- _GIVEN REQUEST_: Repeat every record below exactly as it appears.

━━━━━ PROVIDED RECORDS

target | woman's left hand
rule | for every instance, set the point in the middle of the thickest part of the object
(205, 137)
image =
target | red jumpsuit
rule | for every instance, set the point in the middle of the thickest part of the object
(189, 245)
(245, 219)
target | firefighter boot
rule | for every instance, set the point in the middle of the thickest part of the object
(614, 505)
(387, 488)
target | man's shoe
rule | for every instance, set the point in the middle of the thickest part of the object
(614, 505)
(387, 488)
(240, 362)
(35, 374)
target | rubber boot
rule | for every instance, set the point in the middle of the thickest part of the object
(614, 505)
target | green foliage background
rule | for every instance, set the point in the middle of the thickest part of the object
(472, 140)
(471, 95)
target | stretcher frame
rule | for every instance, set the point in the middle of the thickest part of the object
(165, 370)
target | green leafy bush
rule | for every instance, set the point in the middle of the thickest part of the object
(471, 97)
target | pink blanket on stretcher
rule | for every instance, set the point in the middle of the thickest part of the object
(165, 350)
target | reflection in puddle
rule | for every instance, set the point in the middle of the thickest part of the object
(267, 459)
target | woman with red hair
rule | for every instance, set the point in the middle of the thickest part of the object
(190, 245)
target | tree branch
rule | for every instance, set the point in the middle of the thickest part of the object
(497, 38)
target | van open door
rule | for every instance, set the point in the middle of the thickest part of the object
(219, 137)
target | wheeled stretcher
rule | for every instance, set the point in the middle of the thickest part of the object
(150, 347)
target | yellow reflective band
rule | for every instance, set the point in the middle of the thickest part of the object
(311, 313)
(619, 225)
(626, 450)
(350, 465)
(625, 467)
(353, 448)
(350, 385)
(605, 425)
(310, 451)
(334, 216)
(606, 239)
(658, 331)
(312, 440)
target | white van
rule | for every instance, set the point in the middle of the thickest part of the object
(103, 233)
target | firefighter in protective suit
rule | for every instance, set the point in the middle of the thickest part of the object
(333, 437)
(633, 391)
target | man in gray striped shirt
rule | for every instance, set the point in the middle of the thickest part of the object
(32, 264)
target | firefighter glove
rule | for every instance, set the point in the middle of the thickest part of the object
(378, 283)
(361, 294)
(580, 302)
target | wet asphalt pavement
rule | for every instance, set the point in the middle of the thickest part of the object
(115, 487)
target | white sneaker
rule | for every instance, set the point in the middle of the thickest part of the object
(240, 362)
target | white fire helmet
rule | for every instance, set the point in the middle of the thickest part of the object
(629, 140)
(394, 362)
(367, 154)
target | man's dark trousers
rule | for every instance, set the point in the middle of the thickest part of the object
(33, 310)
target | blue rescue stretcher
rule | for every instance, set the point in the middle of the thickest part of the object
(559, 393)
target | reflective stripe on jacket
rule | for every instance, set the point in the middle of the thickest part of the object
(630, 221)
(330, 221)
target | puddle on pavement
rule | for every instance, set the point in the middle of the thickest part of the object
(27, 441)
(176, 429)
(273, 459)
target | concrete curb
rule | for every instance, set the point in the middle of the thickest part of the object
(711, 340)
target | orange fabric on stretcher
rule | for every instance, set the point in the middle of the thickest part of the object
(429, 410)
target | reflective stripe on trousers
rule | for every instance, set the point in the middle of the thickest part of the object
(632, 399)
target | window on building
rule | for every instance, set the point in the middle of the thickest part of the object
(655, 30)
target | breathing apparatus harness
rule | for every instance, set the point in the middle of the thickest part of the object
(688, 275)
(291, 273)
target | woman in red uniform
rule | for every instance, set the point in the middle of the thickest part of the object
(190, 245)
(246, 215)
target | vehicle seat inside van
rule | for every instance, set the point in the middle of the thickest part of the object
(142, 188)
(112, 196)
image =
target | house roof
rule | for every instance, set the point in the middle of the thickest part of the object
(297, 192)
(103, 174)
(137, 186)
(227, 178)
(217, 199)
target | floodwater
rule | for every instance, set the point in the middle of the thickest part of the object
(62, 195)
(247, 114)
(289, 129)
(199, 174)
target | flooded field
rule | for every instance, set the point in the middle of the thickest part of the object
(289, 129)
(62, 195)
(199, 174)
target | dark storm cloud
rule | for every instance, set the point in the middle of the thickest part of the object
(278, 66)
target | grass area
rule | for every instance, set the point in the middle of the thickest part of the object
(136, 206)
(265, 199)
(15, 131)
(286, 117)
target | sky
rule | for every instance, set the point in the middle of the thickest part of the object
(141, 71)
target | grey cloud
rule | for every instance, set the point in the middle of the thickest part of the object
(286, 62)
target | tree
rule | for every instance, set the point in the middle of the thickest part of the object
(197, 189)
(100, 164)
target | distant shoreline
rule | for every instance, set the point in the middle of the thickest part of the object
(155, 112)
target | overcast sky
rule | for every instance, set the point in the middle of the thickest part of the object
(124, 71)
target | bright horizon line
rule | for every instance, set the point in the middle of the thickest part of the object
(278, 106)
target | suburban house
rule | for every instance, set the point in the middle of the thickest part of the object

━━━━━━━━━━

- _WRITTEN REPLY_:
target | woman's left hand
rule | for every instance, set the point in the middle of the thickest part of the object
(205, 137)
image =
target | red jumpsuit
rule | for every instance, set the point in the middle of the thickest part of the object
(189, 245)
(245, 219)
target | firefighter boot
rule | for every instance, set the point in the middle of the thickest part of the object
(614, 505)
(387, 488)
target | man's shoe
rule | for every instance, set the point in the middle of the thickest part of the object
(614, 505)
(387, 488)
(240, 362)
(35, 374)
target | rubber boot
rule | for every instance, set the point in the middle of the thickest part of the object
(614, 505)
target | green foliage background
rule | for every instance, set the point in the middle of the thickest part of the object
(472, 140)
(471, 95)
target | stretcher frame
rule | for every instance, set the point in the middle of the thickest part of the object
(165, 370)
target | green leafy bush
rule | for every instance, set the point in the middle of the thickest part of the object
(471, 97)
target | pink blanket on stretcher
rule | for every instance, set the point in the middle of the thickest part of the object
(165, 350)
target | reflection in puddle
rule | for every instance, set the point in the middle of the thickest part of the object
(267, 459)
target | woman with red hair
rule | for every instance, set the point in the middle of the thickest part of the object
(190, 245)
target | tree branch
rule | for every instance, set the point in the middle of the thickest part of the object
(497, 38)
target | van open door
rule | for every instance, set the point in the middle of the thickest part of the object
(219, 137)
target | wheeled stretcher
rule | for every instance, set the point in the middle of the thickest part of the object
(150, 347)
target | yellow reflective band
rule | for every instance, set the point in the middle of the thickest part of the object
(311, 313)
(619, 225)
(626, 450)
(350, 465)
(625, 467)
(353, 448)
(350, 385)
(605, 425)
(310, 451)
(334, 216)
(606, 239)
(658, 331)
(312, 440)
target | white van
rule | for every instance, set the point in the middle of the thickest part of the object
(103, 233)
target | firefighter in protective suit
rule | for every instance, set the point in the middle of the thickest part of the object
(333, 437)
(633, 391)
target | man in gray striped shirt
rule | for every instance, set the point in the middle of the thickest part of the object
(32, 264)
target | firefighter glove
rule | for every instance, set the point in the middle of the thickest part of the object
(378, 283)
(361, 294)
(580, 302)
target | wet asphalt pavement
rule | for every instance, set the point in the middle of the thickest part of the object
(115, 487)
target | white sneaker
rule | for every instance, set the point in the middle of the thickest part of the object
(240, 362)
target | white fire helmet
rule | for every instance, set the point in the middle of the thickest part of the object
(629, 140)
(394, 362)
(367, 154)
target | man's dark trousers
rule | for every instance, set the point in the middle of the thickest part of the object
(33, 310)
target | blue rescue stretcher
rule | for every instance, set the point in the middle of the thickest part of the object
(559, 393)
target | reflective stripe on jacket
rule | for every instance, set the point in the middle of the thickest part of the object
(630, 221)
(330, 221)
target | puddle on pavement
rule | for every instance, set the point in the middle of the thickest part of the object
(27, 441)
(176, 429)
(273, 459)
target | concrete curb
rule | for every instance, set the point in the middle of the thickest part of the object
(711, 340)
target | orange fabric on stretcher
rule | for every instance, set the point in the middle of the thickest part of the object
(429, 410)
target | reflective stripe on trousers
rule | for every instance, set the point in the middle of the thickest part of the object
(632, 399)
target | window on building
rule | for every instance, set the point in the middle of the thickest part of the object
(655, 30)
target | breathing apparatus harness
rule | for every instance, set the point in the middle of the thickest part of the object
(688, 275)
(291, 273)
target | woman in red uniform
rule | for every instance, set the point in the middle of the thickest part of the object
(190, 245)
(246, 215)
target | vehicle seat inside van
rule | for every instance, set the point in the middle of the thickest part of the object
(142, 188)
(112, 196)
image =
target | house roof
rule | for every instance, set the point in the middle of the thickest part of the object
(297, 192)
(103, 174)
(137, 186)
(227, 178)
(217, 199)
target | floodwater
rule | for every instance, set the point in the middle of the thickest part of the object
(62, 195)
(247, 114)
(289, 129)
(199, 174)
target | flooded field
rule | for every instance, set the point in the middle of the thickest part of the object
(289, 129)
(62, 195)
(199, 174)
target | dark storm cloud
rule | for every instance, set the point in the middle of the thickest part of the object
(278, 66)
target | grass area
rule | for every instance, set the point in the middle of the thickest part of the object
(136, 206)
(265, 199)
(15, 131)
(286, 117)
target | sky
rule | for every instance, set the point in the middle of the thickest part of the object
(141, 71)
target | grey cloud
rule | for every instance, set the point in the middle of the thickest part of the object
(286, 62)
target | tree
rule | for every instance, set the point in the middle of the thickest part of the object
(197, 189)
(100, 164)
target | distant shoreline
rule | for every instance, set the point in the middle of the thickest part of the object
(155, 112)
target | overcast sky
rule | for every instance, set the point in the middle of the thickest part of the object
(124, 71)
target | bright horizon line
rule | for every instance, set the point in the middle of the thickest part of the object
(278, 106)
target | suburban house
rule | for every instance, set the point in the middle of the thickest part of the object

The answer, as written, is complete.